*Exercise goal:* In the records that follow, show each line where the word "rack" is present.

(Collected data)
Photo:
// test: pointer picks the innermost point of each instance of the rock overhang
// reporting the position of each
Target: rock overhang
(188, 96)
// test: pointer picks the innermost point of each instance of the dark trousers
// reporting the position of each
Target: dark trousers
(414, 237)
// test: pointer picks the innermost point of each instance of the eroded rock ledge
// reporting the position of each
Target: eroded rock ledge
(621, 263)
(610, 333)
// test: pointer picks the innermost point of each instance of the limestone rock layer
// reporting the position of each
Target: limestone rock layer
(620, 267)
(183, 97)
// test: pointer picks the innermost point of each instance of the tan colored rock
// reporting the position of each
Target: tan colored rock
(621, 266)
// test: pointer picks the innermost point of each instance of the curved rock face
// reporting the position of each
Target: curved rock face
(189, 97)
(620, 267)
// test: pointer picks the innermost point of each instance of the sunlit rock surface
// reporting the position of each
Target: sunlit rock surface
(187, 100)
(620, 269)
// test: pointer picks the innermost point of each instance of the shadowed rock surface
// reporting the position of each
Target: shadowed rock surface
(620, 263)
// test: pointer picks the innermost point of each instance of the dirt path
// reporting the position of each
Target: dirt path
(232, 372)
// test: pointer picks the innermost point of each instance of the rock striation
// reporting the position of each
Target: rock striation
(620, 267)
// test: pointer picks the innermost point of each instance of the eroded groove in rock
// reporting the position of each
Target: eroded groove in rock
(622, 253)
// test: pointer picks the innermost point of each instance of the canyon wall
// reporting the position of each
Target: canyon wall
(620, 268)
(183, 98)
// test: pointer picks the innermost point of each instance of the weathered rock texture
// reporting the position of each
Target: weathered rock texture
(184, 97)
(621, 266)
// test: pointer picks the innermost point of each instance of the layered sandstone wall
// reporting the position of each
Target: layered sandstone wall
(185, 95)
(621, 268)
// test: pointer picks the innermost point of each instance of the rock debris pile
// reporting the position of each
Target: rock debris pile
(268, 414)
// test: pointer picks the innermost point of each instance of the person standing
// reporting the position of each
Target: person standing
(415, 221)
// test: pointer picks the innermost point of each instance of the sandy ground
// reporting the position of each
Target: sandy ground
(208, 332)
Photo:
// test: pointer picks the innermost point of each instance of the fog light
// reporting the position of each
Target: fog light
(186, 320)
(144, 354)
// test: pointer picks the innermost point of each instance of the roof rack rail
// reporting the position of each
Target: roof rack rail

*Solution for this exercise:*
// test: pointer picks the innermost point of each instance of the roof rack rail
Target: roof rack rail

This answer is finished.